Work instructions:
Pick up the article on the cold-shoulder top as a vaccine fashion trend right after its last sentence and keep writing it.

Selected text:
How the Cold-Shoulder Top Became a Vaccine Fashion Trend

It all started with Dolly Parton.

By Mia Adorante

Look out, Zoom shirt. Here comes the vaccine top.

As millions of more Americans become eligible for the coronavirus vaccine, fashion-minded folks are giving extra consideration to what they will wear for their coveted appointments. And as with Zoom, it’s an above-the-waist style story, especially if there’s a vaccine selfie — call it a “vaxxie” — involved.

Some have taken their deliberating to TikTok, asking viewers to choose. Jane Tsui, 24, a perky cosmetics chemist in Irvine, Calif., shared three bare-armed looks earlier this month, including a spaghetti-strap camisole hidden under a “classy” gray blazer and a one-shoulder leopard-print top that offers “lots of arm real estate,” she said. “Take your shot.”

But the emerging vaccine-ready top seems to be the cold-shoulder top, thanks to Dolly Parton. On March 2, the 75-year-old country music star posted a four-minute video across her social media channels, getting her first shot of the Moderna vaccine at Vanderbilt Health in Tennessee.

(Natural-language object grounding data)
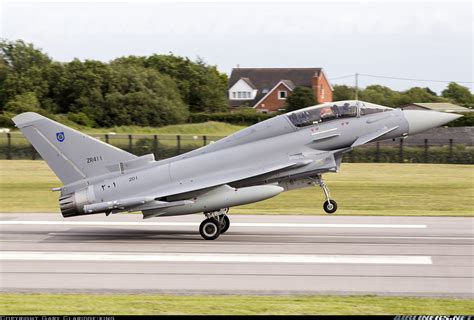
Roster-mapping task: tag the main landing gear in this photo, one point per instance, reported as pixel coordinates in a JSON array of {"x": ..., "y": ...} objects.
[
  {"x": 330, "y": 206},
  {"x": 217, "y": 223}
]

Exercise output:
“Dolly gets a dose of her own medicine,” she wrote on Instagram, a reference to the $1 million she donated last year for coronavirus vaccine research to Vanderbilt University Medical Center, which worked with Moderna.

For the occasion, she wore a sparkly navy blue knit top with cold-shoulder cutouts that was custom designed by her creative director, Steve Summers. “I even have a little cutout in my shirt — I matched it over here,” she told the doctor who administered the shot, pointing to her other shoulder.